Top of Source data

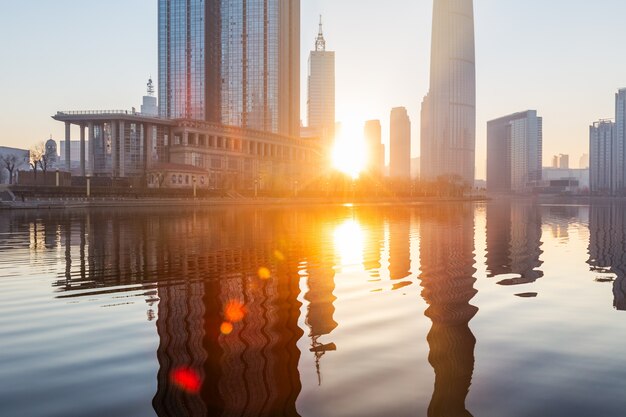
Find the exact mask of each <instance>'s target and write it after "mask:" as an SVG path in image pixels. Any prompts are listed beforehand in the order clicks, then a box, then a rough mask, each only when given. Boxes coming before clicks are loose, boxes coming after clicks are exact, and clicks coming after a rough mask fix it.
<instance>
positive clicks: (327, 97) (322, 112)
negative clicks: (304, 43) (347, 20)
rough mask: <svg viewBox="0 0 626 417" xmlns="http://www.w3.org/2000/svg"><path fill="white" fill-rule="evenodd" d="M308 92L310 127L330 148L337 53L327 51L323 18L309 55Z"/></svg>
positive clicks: (334, 102) (334, 105)
mask: <svg viewBox="0 0 626 417" xmlns="http://www.w3.org/2000/svg"><path fill="white" fill-rule="evenodd" d="M308 92H309V96H308V101H307V104H308V126H309V127H310V128H313V129H315V130H316V131H317V133H318V135H319V136H320V137H321V138H322V141H323V142H324V143H325V144H326V145H327V146H330V145H332V140H333V138H334V131H335V52H333V51H327V50H326V40H325V39H324V32H323V30H322V20H321V17H320V27H319V33H318V35H317V39H316V40H315V51H311V54H310V55H309V78H308Z"/></svg>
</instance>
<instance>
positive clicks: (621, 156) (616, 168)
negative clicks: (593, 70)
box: [612, 88, 626, 195]
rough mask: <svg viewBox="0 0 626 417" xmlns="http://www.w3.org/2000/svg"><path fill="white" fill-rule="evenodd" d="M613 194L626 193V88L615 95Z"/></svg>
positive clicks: (613, 160)
mask: <svg viewBox="0 0 626 417" xmlns="http://www.w3.org/2000/svg"><path fill="white" fill-rule="evenodd" d="M612 154H613V161H612V165H613V166H612V170H613V172H612V177H613V181H612V186H613V189H612V192H613V194H619V195H623V194H624V193H626V88H622V89H621V90H619V91H618V92H617V94H615V139H614V140H613V149H612Z"/></svg>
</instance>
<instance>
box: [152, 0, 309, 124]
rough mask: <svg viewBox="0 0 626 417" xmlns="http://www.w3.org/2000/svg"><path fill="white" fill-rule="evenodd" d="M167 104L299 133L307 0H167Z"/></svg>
mask: <svg viewBox="0 0 626 417" xmlns="http://www.w3.org/2000/svg"><path fill="white" fill-rule="evenodd" d="M159 107H160V109H161V111H160V114H161V116H163V117H169V118H189V119H196V120H207V121H213V122H221V123H223V124H226V125H231V126H239V127H245V128H251V129H256V130H262V131H267V132H274V133H282V134H286V135H293V136H297V135H298V133H299V127H300V1H299V0H256V1H248V0H159Z"/></svg>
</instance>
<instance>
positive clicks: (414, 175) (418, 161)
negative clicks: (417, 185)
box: [411, 157, 420, 179]
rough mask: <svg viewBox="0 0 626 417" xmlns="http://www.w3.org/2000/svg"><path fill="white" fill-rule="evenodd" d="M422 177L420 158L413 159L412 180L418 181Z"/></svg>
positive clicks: (411, 171)
mask: <svg viewBox="0 0 626 417" xmlns="http://www.w3.org/2000/svg"><path fill="white" fill-rule="evenodd" d="M419 177H420V158H419V157H417V158H412V159H411V178H413V179H418V178H419Z"/></svg>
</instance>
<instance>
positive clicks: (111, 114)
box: [57, 110, 162, 119]
mask: <svg viewBox="0 0 626 417" xmlns="http://www.w3.org/2000/svg"><path fill="white" fill-rule="evenodd" d="M109 115H115V116H120V115H130V116H136V117H146V118H151V119H162V117H160V116H152V115H149V114H143V113H140V112H138V111H133V110H78V111H76V110H69V111H58V112H57V116H109Z"/></svg>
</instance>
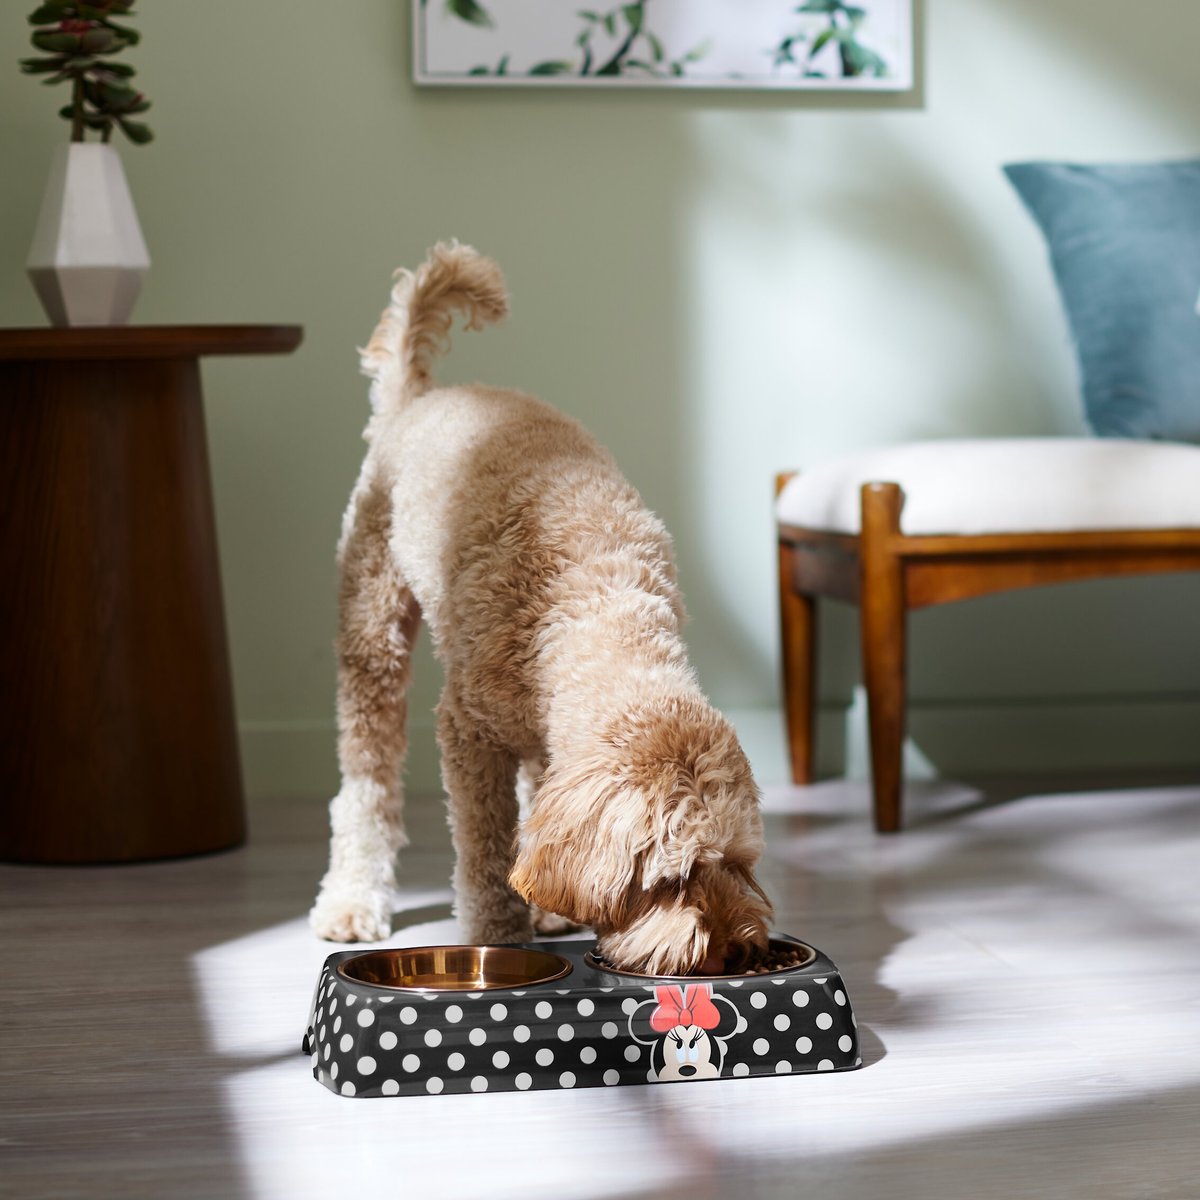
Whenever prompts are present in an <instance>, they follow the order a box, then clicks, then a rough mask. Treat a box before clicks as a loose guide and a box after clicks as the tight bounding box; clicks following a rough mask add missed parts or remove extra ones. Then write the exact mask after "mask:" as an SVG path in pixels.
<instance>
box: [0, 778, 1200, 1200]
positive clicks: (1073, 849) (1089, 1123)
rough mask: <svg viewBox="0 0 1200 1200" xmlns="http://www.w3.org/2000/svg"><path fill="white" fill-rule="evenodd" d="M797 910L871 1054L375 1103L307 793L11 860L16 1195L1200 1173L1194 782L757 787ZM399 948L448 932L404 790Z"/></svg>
mask: <svg viewBox="0 0 1200 1200" xmlns="http://www.w3.org/2000/svg"><path fill="white" fill-rule="evenodd" d="M767 805H768V810H769V812H768V844H769V848H768V860H767V864H766V870H764V877H766V883H767V886H768V890H769V892H770V893H772V895H773V898H774V899H775V901H776V906H778V910H779V919H778V922H776V925H778V928H779V929H781V930H784V931H787V932H792V934H796V935H799V936H802V937H804V938H806V940H808V941H811V942H812V943H815V944H816V946H818V947H821V948H822V949H823V950H824V952H826V953H827V954H828V955H829V956H830V958H833V959H834V961H835V962H836V964H838V965H839V966H840V968H841V972H842V976H844V977H845V979H846V982H847V984H848V986H850V989H851V998H852V1001H853V1003H854V1006H856V1009H857V1013H858V1019H859V1026H860V1031H862V1034H863V1045H864V1056H865V1067H864V1068H863V1069H862V1070H859V1072H854V1073H848V1074H839V1075H809V1076H798V1075H792V1076H780V1078H769V1079H728V1080H720V1081H715V1082H706V1084H697V1085H694V1086H686V1085H658V1086H654V1085H647V1086H641V1087H622V1088H613V1090H592V1091H577V1092H528V1093H503V1094H502V1093H497V1094H478V1096H434V1097H427V1098H426V1097H421V1098H412V1099H402V1098H395V1099H380V1100H355V1099H347V1098H341V1097H337V1096H334V1094H332V1093H330V1092H328V1091H325V1090H324V1088H322V1087H320V1086H318V1084H316V1082H314V1081H313V1079H312V1078H311V1074H310V1066H308V1062H307V1060H306V1058H305V1057H302V1056H301V1054H300V1049H299V1048H300V1038H301V1033H302V1030H304V1025H305V1019H306V1014H307V1006H308V1001H310V997H311V994H312V990H313V986H314V984H316V980H317V974H318V968H319V966H320V964H322V961H323V960H324V958H325V954H326V953H329V949H330V948H329V947H326V946H324V944H323V943H318V942H317V941H314V940H313V937H312V936H311V935H310V932H308V930H307V926H306V924H305V912H306V910H307V906H308V904H310V901H311V899H312V892H313V888H314V884H316V882H317V880H318V877H319V875H320V874H322V870H323V868H324V854H325V847H324V838H325V812H324V806H323V805H320V804H311V803H301V802H294V800H293V802H290V803H289V802H278V803H271V804H259V805H257V806H256V808H254V809H253V810H252V814H251V816H252V835H251V841H250V844H248V845H247V846H246V847H245V848H244V850H240V851H235V852H232V853H226V854H217V856H211V857H208V858H199V859H191V860H182V862H174V863H160V864H152V865H138V866H128V868H86V869H46V868H23V866H12V865H6V866H0V905H2V907H0V952H2V962H4V966H2V971H0V1001H2V1007H0V1031H2V1033H0V1194H2V1195H12V1196H22V1198H41V1196H86V1198H97V1196H100V1198H108V1196H113V1198H134V1196H152V1198H158V1196H220V1198H241V1196H256V1198H276V1196H278V1198H282V1200H301V1198H307V1196H322V1198H330V1196H343V1195H352V1196H355V1198H364V1196H371V1195H379V1196H388V1198H413V1196H422V1195H424V1196H436V1198H445V1200H457V1198H474V1196H479V1198H487V1200H505V1198H510V1196H511V1198H522V1200H528V1198H530V1196H535V1198H546V1200H571V1198H580V1200H583V1198H610V1196H611V1198H617V1196H622V1198H634V1196H638V1198H640V1196H647V1198H648V1196H654V1198H658V1200H670V1198H677V1200H678V1198H684V1196H688V1198H692V1200H701V1198H725V1196H732V1198H737V1200H749V1198H755V1196H800V1195H804V1196H814V1198H822V1200H826V1198H827V1200H852V1198H864V1200H865V1198H870V1200H874V1198H887V1200H908V1198H913V1200H916V1198H920V1200H943V1198H944V1200H974V1198H992V1196H995V1198H1004V1200H1012V1198H1022V1196H1037V1198H1060V1196H1068V1198H1074V1196H1079V1198H1088V1200H1105V1198H1114V1200H1127V1198H1147V1200H1148V1198H1153V1200H1168V1198H1180V1200H1195V1198H1198V1196H1200V966H1198V954H1200V882H1198V878H1200V785H1196V784H1195V782H1174V784H1162V785H1158V784H1156V786H1140V787H1136V788H1135V787H1128V786H1127V787H1114V784H1112V781H1109V782H1108V784H1103V785H1097V786H1085V787H1081V786H1079V785H1075V786H1073V787H1070V788H1068V787H1067V786H1066V785H1063V784H1061V782H1057V784H1056V782H1052V781H1050V782H1046V781H1043V782H1042V784H1040V785H1038V786H1034V785H1014V784H1006V785H1004V786H990V787H988V788H986V790H985V791H976V790H973V788H971V787H967V786H965V785H955V784H936V785H922V786H920V787H919V788H916V790H914V791H913V793H912V796H911V799H910V805H908V806H910V811H911V814H912V822H911V828H910V830H908V832H907V833H905V834H902V835H900V836H896V838H890V839H882V838H878V836H876V835H875V834H872V833H871V832H870V829H869V822H868V815H866V794H865V788H864V786H862V785H853V784H845V782H838V784H826V785H821V786H817V787H811V788H804V790H782V791H776V792H773V793H772V794H769V796H768V798H767ZM410 833H412V835H413V845H412V847H410V848H409V850H408V851H406V852H404V856H403V878H404V886H403V888H402V894H401V902H400V907H401V910H402V912H401V914H400V916H398V917H397V924H396V932H395V934H394V936H392V938H391V942H392V943H395V944H420V943H422V942H432V941H451V940H455V930H454V924H452V922H451V920H450V918H449V892H448V890H446V888H445V880H446V878H448V876H449V868H450V857H449V844H448V835H446V833H445V824H444V820H443V816H442V810H440V805H439V804H437V803H436V802H432V800H425V802H422V803H414V804H413V805H412V820H410Z"/></svg>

Bottom of Source data

_What you will do_
Please restate the material above line by line, exactly, beginning at its first line and ending with the line that contains "92L310 127L330 148L337", without any pictures.

_Answer for this exercise_
Find the exact mask of each <instance>'s target and write it after "mask:" as an SVG path in image pixels. Any prompts are listed beforehand in the order clicks, then a box, then a rough mask, each only when given. Boxes coming before clicks are loose, boxes coming after clicks are exact, and clicks coming after a rough mask fix it.
<instance>
positive clicks: (327, 97) (322, 112)
negative clicks: (304, 43) (347, 20)
rough mask: <svg viewBox="0 0 626 417" xmlns="http://www.w3.org/2000/svg"><path fill="white" fill-rule="evenodd" d="M308 92L310 127L330 148L337 53L327 51L323 18L309 55Z"/></svg>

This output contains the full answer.